Stored data

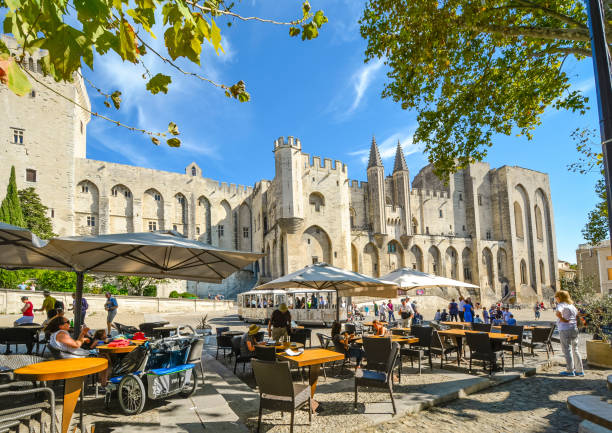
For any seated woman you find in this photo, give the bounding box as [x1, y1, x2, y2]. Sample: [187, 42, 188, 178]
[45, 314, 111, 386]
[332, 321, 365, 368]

==

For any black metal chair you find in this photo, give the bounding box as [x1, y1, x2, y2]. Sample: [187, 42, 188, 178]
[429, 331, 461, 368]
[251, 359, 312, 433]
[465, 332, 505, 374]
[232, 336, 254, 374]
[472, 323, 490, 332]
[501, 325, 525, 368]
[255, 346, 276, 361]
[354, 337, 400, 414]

==

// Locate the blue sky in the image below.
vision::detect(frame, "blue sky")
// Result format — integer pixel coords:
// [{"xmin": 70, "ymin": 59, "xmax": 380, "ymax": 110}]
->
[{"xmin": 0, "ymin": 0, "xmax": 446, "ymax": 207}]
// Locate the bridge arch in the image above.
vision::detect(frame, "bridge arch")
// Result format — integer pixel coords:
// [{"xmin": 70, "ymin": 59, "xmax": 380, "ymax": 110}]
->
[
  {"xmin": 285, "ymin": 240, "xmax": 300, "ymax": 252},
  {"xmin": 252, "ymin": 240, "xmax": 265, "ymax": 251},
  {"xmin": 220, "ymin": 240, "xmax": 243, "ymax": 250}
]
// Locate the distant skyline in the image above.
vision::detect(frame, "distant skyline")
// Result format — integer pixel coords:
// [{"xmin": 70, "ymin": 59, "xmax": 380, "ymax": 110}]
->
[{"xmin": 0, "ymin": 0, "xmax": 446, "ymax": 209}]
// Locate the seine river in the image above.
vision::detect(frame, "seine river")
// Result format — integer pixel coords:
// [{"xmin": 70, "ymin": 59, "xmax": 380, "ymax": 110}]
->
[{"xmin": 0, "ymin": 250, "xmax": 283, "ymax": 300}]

Brief
Substitute "folding chair" for "black metal chair" in the stretch of entries above from the line containing "For any black" through the line containing "[354, 337, 400, 414]". Give only those lines, with nothing else changed.

Output for this exercise
For any folding chair you find in this photo, give the bounding box as [x1, y1, x2, y2]. Sample: [187, 42, 188, 178]
[429, 331, 461, 368]
[251, 359, 312, 433]
[465, 332, 505, 374]
[232, 336, 254, 374]
[472, 323, 490, 332]
[501, 325, 525, 368]
[255, 346, 276, 361]
[354, 337, 400, 414]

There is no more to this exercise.